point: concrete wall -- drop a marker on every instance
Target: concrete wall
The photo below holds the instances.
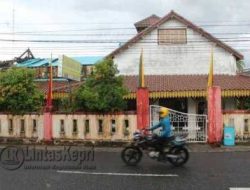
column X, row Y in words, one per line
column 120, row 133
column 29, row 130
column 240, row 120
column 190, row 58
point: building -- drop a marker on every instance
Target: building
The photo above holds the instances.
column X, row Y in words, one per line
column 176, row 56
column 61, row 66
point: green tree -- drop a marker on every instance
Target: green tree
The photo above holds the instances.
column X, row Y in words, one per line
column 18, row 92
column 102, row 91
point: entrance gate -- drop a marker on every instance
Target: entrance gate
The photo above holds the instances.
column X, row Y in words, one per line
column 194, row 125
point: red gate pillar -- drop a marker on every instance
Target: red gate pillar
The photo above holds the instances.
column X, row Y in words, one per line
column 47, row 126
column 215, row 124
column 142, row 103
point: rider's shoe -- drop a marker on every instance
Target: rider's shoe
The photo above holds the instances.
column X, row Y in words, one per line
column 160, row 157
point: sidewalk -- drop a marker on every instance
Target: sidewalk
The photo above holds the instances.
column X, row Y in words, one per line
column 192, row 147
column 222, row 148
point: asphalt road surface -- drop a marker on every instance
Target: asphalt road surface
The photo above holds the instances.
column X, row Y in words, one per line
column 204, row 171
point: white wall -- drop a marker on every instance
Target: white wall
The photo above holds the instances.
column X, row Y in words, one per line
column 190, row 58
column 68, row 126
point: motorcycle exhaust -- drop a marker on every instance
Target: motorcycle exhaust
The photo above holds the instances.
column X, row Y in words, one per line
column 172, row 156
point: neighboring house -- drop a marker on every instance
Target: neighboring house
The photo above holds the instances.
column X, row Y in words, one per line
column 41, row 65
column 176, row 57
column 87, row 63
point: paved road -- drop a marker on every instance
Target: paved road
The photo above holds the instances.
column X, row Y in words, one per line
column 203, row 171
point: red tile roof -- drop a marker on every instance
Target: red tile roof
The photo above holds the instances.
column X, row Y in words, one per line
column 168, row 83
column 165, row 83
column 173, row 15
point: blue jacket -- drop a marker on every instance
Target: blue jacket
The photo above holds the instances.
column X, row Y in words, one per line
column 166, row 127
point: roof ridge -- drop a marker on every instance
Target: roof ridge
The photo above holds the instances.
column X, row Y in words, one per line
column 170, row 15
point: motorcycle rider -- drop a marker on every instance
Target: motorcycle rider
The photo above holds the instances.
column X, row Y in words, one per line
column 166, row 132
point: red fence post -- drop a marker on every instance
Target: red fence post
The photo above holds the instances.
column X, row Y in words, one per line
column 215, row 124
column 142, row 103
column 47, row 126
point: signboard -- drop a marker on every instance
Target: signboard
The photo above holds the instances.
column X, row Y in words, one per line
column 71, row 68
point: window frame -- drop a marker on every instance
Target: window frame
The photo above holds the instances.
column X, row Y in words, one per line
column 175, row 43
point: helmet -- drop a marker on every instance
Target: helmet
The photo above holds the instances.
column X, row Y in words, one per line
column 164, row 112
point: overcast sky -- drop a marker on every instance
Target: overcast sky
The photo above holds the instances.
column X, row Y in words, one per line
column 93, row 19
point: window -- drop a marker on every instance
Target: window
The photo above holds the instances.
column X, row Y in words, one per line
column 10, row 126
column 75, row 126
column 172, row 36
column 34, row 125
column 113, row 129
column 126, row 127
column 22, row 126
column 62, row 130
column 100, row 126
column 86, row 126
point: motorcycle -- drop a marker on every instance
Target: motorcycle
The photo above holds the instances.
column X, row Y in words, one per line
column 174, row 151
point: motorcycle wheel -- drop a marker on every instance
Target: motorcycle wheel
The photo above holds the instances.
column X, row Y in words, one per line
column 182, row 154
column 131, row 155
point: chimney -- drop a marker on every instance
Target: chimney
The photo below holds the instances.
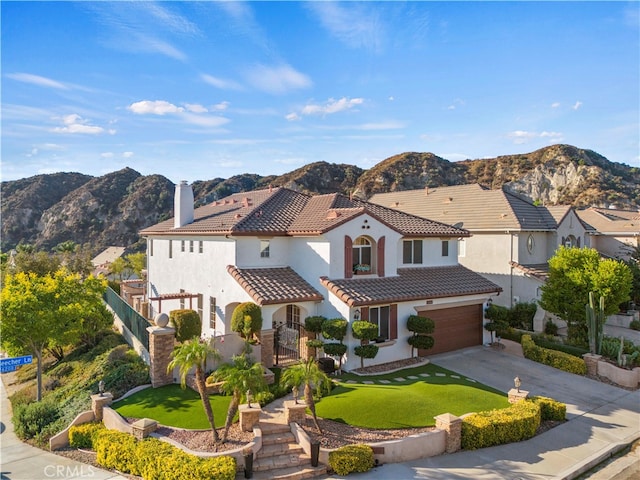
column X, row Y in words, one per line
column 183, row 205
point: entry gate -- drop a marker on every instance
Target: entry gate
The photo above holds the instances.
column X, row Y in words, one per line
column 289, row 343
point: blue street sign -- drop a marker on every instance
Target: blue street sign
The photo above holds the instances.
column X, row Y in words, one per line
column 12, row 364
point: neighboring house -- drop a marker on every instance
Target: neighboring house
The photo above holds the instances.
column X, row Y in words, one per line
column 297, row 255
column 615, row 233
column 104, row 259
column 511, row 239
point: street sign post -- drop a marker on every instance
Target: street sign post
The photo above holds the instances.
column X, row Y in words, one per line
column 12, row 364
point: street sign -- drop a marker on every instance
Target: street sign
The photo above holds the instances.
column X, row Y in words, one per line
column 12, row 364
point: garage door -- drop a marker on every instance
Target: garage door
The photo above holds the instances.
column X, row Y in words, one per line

....

## WORK ITEM
Please repeat exactly the lines from the one containing "point: motorcycle -- drop" through the last line of the records, both included, and leave out the pictures.

## EXERCISE RESULT
point: motorcycle -- drop a marker on every instance
Target: motorcycle
The photo above holds the instances.
column X, row Y in words, one per line
column 174, row 151
point: motorcycle wheel -- drop a marker on every instance
Target: motorcycle wheel
The photo above holds the instances.
column X, row Y in words, one per line
column 182, row 154
column 131, row 155
point: chimney -- drop a marker on every instance
Target: chimney
The photo below holds the instances.
column X, row Y in words, one per line
column 183, row 205
point: entry gate -- drop a marker on every instance
Target: entry gate
The photo above holds the instances.
column X, row Y in words, one per line
column 289, row 343
point: blue street sign -- drop a marker on every instance
Target: blue street sign
The photo above holds the instances.
column X, row Y in words, one per line
column 12, row 364
point: neighboring house -- drop a marker on every instance
Target: neighboring house
The photo above holds the instances.
column X, row Y in words, one per line
column 297, row 255
column 615, row 233
column 104, row 259
column 511, row 239
point: street sign post -- drop a marker on every instance
Target: street sign post
The photo above holds the instances.
column X, row Y in words, one per line
column 12, row 364
point: street sign -- drop a marker on every instance
Target: street sign
The photo above holds the instances.
column X, row Y in words, one per line
column 12, row 364
point: garage door -- drop a marker on every instance
Target: garage door
The photo above holds the instances.
column X, row Y in words, one per line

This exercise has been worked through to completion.